Data section:

+++

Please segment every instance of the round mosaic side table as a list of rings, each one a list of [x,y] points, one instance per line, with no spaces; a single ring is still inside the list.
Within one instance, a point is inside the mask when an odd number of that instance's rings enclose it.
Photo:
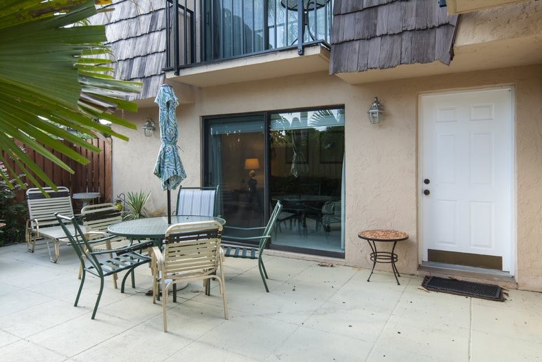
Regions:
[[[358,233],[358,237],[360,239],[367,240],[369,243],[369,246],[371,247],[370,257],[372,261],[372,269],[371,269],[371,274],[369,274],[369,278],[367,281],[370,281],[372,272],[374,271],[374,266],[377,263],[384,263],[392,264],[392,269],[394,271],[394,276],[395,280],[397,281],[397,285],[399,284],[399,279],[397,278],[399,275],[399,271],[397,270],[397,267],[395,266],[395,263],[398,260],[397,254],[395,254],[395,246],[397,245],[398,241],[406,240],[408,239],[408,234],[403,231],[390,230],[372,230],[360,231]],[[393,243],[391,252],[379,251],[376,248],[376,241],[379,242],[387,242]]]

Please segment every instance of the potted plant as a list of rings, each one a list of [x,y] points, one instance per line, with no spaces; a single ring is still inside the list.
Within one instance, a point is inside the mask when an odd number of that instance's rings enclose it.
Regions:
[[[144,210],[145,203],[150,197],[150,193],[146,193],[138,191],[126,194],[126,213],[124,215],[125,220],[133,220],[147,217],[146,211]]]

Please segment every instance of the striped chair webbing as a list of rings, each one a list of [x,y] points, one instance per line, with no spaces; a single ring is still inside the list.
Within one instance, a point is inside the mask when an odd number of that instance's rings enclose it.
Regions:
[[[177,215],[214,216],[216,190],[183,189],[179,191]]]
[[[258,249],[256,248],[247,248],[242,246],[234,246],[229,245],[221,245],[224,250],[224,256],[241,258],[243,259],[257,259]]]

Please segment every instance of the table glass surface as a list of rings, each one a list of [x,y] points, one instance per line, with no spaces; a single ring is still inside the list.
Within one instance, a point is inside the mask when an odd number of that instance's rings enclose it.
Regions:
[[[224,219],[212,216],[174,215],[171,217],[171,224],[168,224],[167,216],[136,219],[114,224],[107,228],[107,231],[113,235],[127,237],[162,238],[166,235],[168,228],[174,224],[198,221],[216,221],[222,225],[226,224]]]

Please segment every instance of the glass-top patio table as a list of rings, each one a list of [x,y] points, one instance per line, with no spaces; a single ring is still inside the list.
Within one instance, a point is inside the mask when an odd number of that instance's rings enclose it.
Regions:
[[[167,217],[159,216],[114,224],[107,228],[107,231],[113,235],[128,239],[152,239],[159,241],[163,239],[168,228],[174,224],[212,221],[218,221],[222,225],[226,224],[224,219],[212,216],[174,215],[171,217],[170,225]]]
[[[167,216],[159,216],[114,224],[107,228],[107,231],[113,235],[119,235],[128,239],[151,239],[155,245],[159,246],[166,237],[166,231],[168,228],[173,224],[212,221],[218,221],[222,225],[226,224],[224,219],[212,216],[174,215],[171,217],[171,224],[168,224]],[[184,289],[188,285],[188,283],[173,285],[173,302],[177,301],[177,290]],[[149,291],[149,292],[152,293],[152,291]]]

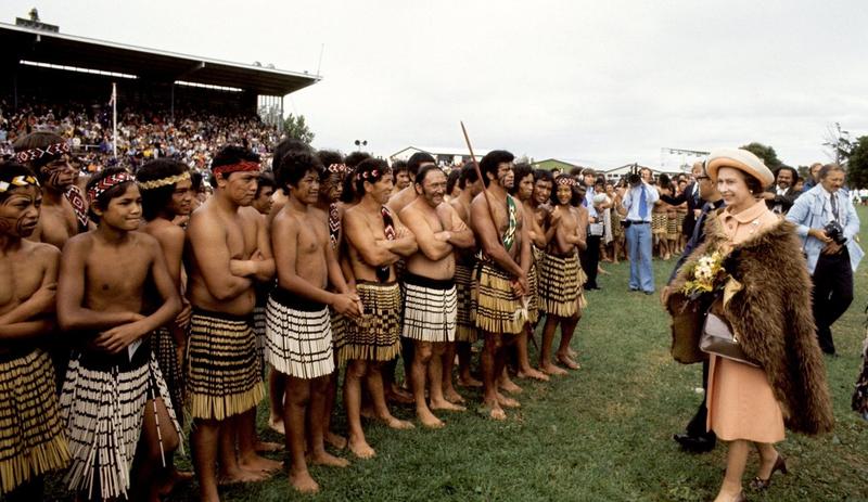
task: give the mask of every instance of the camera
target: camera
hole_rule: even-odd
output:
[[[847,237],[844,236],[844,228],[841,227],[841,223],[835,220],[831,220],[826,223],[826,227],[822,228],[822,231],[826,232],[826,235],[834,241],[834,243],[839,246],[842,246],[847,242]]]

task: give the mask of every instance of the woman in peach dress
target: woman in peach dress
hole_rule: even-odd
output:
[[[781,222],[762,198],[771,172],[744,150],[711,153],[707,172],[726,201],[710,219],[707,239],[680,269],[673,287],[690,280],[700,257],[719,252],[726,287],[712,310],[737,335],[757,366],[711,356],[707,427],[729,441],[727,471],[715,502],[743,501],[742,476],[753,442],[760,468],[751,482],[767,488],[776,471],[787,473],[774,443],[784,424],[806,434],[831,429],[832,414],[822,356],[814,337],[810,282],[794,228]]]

+++

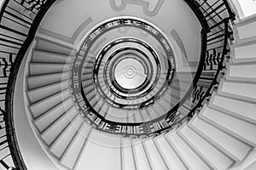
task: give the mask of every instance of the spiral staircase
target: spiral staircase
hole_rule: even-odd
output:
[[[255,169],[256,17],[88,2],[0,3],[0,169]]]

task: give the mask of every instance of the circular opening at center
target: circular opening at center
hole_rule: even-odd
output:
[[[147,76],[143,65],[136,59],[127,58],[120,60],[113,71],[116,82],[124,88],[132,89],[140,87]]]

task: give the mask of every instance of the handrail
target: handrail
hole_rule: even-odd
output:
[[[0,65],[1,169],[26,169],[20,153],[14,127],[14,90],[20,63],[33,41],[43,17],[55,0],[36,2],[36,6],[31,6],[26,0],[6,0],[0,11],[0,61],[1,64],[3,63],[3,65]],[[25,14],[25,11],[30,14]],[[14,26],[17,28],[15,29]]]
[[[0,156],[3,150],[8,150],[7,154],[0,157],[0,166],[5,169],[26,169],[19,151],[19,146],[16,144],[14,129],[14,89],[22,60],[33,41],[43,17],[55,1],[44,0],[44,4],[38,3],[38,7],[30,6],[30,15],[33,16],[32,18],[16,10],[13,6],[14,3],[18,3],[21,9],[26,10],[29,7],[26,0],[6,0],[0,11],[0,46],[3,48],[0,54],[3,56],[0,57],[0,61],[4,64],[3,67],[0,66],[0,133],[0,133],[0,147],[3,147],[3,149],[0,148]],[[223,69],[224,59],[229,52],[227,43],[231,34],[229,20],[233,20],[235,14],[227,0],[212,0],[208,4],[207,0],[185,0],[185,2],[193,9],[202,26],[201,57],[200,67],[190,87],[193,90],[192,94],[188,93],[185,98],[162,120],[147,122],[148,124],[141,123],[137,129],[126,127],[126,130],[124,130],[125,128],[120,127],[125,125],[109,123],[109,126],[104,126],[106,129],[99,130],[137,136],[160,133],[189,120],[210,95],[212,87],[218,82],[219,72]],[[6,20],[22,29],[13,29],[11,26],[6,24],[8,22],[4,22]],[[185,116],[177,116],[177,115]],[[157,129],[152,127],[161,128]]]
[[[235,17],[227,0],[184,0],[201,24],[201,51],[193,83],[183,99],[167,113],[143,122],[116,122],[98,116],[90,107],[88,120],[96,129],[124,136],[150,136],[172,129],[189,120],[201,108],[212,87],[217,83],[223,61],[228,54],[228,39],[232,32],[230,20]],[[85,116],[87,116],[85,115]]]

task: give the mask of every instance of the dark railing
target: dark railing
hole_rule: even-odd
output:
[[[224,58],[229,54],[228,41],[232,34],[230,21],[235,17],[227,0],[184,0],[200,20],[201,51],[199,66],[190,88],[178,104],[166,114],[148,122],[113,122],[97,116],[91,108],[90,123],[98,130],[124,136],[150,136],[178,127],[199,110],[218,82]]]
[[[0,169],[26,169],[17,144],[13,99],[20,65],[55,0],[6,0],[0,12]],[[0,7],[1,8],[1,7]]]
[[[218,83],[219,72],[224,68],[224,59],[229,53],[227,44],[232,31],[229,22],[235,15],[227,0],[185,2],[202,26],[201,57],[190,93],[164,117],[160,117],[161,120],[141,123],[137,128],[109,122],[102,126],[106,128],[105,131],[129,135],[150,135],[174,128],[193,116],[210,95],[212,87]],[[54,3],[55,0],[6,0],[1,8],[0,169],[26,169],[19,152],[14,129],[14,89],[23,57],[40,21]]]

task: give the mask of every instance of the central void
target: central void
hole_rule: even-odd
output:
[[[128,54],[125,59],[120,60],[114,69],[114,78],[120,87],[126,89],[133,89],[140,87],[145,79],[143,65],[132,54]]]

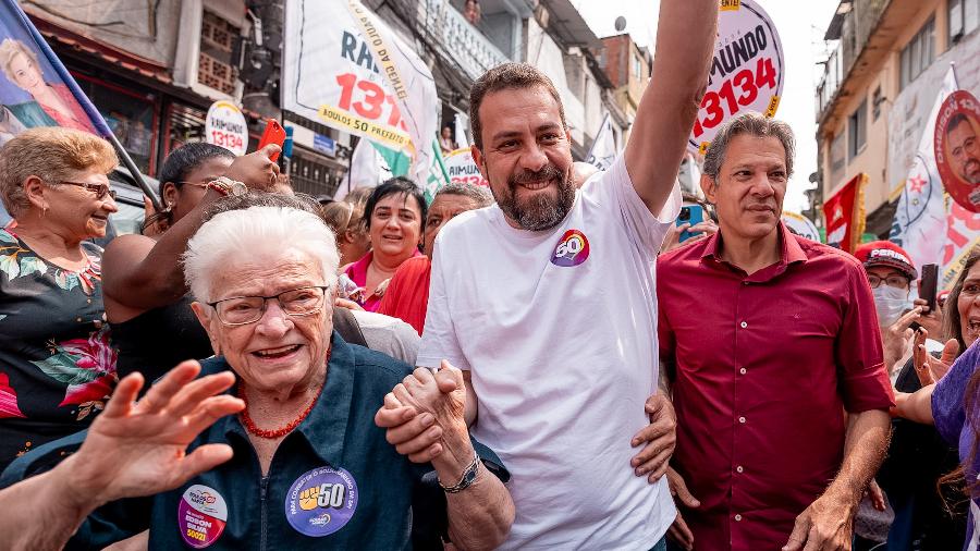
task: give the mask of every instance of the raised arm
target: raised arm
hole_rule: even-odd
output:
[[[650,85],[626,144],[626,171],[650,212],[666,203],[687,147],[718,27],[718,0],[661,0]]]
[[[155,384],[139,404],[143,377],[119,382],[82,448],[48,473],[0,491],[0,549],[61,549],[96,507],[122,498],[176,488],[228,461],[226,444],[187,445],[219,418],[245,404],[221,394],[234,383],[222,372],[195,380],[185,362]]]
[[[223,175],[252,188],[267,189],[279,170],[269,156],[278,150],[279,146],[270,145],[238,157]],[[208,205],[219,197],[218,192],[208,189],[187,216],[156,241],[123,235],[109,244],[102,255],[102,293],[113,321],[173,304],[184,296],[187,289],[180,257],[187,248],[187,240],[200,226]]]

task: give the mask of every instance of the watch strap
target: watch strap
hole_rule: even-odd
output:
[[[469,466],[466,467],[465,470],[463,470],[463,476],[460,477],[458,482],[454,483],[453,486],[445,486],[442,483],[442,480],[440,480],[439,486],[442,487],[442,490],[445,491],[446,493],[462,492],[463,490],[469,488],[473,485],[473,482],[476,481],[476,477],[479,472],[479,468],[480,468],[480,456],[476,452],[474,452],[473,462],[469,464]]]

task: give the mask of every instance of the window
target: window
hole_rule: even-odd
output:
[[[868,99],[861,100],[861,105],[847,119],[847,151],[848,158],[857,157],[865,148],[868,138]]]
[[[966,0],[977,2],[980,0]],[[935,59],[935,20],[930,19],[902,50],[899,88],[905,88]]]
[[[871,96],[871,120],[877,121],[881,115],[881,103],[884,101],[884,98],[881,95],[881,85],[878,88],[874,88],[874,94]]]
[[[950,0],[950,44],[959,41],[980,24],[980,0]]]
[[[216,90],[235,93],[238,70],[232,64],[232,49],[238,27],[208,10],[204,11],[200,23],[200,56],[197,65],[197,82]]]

+++

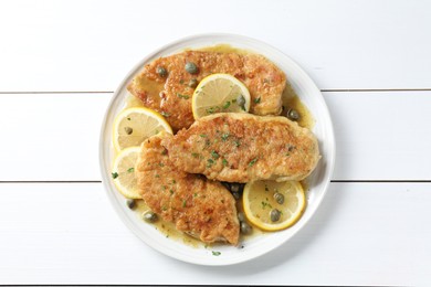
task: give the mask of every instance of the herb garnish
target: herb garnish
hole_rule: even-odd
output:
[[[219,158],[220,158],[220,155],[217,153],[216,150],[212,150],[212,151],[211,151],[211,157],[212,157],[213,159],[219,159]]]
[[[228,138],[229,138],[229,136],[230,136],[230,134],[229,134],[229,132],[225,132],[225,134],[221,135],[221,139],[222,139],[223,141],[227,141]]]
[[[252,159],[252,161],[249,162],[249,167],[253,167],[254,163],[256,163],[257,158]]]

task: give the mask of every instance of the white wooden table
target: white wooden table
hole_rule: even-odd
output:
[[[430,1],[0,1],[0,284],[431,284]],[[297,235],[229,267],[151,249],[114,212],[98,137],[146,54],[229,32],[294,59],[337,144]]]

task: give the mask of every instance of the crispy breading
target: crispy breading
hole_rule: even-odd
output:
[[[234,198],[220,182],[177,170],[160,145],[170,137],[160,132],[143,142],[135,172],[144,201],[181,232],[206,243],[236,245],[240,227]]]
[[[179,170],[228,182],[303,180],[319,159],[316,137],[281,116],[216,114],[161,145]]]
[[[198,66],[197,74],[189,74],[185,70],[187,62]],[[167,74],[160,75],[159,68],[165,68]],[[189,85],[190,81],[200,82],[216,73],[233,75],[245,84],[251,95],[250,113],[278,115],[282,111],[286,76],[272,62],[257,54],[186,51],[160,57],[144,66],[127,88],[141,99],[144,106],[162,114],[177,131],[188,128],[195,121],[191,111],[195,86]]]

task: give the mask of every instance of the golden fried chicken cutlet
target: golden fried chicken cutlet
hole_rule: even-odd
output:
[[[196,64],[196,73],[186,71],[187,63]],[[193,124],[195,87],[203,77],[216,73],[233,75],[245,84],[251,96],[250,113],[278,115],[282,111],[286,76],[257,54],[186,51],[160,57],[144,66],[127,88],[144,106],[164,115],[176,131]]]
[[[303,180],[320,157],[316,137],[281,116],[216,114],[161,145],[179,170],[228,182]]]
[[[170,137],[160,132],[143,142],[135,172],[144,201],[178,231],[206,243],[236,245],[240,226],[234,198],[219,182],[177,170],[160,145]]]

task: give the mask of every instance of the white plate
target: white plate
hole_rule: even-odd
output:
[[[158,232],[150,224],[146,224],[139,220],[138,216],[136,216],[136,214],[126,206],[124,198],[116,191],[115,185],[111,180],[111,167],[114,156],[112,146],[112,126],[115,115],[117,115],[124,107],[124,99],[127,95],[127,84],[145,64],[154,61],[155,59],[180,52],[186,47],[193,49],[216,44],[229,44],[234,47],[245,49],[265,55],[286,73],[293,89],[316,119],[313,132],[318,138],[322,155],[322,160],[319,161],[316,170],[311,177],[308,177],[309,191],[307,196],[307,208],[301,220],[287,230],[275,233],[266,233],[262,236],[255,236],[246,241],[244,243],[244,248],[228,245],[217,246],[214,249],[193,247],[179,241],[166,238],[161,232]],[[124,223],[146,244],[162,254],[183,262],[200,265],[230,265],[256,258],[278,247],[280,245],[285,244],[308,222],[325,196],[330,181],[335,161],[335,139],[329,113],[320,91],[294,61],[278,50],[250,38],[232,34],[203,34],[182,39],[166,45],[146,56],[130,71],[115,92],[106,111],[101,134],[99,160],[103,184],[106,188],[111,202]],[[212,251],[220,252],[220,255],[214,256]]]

+++

Aim of the exercise: List each line of the entries above that contains the string "strap".

Response to the exercise:
task: give the mask of every instance of the watch strap
target: watch strap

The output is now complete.